Since the whole problem concerned a universal law of Nature, and since at that time, as still today, I held the unshakeable opinion that the simpler the presentation of a particular law of Nature, the more general it is – though at the same time, which formula to take as the simpler, is a problem which cannot always be confidently and finally decided – I believed for a long time that the law that the quantity R is proportional to the energy, should be looked upon as the basis for the whole energy distribution law. This concept could not be maintained for long in the face of fresh measurements. Whilst for small values of the energy and for short waves, Wien’s law was satisfactorily confirmed, noteworthy deviations for larger wavelengths were found, first by O. Lummer and E. Pringsheim, and finally by H. Rubens and F. Kurlbaum, whose measurements on the infrared residual rays of fluorite and rock salt revealed a totally different, though still extremely simple relationship, characterized by the fact that the quantity R is not proportional to the energy, but to the square of the energy, and in fact this holds with increasing accuracy for greater energies and wavelengths.
So, through direct experiment, two simple limits were determined for the function R: for small energies, proportionality with the energy; for greater energies, proportionality with the square of the energy. There was no better alternative but to make, for the general case, the quantity R equal to the sum of two terms, one of the first power, and one of the second power of the energy, so that for small energies the first is predominant, whilst for the greater energies the second is dominant. Thus the new radiation formula was found, which, in the face of its experimental proof, has stood firm to a reasonable extent until now. Even today, admittedly, we cannot talk of final exact confirmation. In fact, a fresh attempt at proof is urgently required.
However, even if the radiation formula should prove itself to be absolutely accurate, it would still only have, within the significance of a happily chosen interpolation formula, a strictly limited value. For this reason, I busied myself, from then on, that is, from the day of its establishment, with the task of elucidating a true physical character for the formula, and this problem led me automatically to a consideration of the connection between entropy and probability, that is, Boltzmann’s trend of ideas; until after some weeks of the most strenuous work of my life, light came into the darkness, and a new undreamed-of perspective opened up before me.
I must make a small intercalation at this point. According to Boltzmann, entropy is a measure for physical probability, and the nature and essence of the Second Law of Heat Theory is that in Nature a state occurs more frequently, the more probable it is. Now one always measures in Nature the difference in entropies, never the entropy itself, and to this extent one cannot speak of the absolute entropy of a state, without a certain arbitrariness. Nevertheless, it is useful to introduce the suitably defined absolute value of entropy, namely for the reason that with its help certain general laws can be particularly easily formulated. The case seems to be parallel, as I see it, with that of energy. Energy itself cannot be measured, only its difference. For that reason one used to deal, not with energy, but with work, and even Ernst Mach, who had so much to do with the Law of Conservation of Energy, and who in principle kept away from all speculations beyond the field of observation, has always avoided speaking of energy itself. Likewise, in thermochemistry, one has always stuck to the thermal effect, that is, to energy differences, until Wilhelm Ostwald in particular emphatically showed that many detailed considerations could be significantly abbreviated if one dealt with energy itself instead of with calorimetric numbers. The additive constant which was at first still undetermined in the expression for energy, has later been finally determined through the relativistic law of the proportionality between energy and inertia.

**The problem:**
Answer these from the passage on the radiation formula:
(a) Whose measurements on the infrared residual rays of fluorite and rock salt showed R to be proportional to the square of the energy?
(b) According to Boltzmann, what is entropy a measure for?
(c) What finally determined the additive constant in the expression for energy?

**Given material:**

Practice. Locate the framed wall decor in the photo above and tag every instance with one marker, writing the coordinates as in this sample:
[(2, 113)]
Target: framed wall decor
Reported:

**The output:**
(a) H. Rubens and F. Kurlbaum
(b) Physical probability
(c) The relativistic law of the proportionality between energy and inertia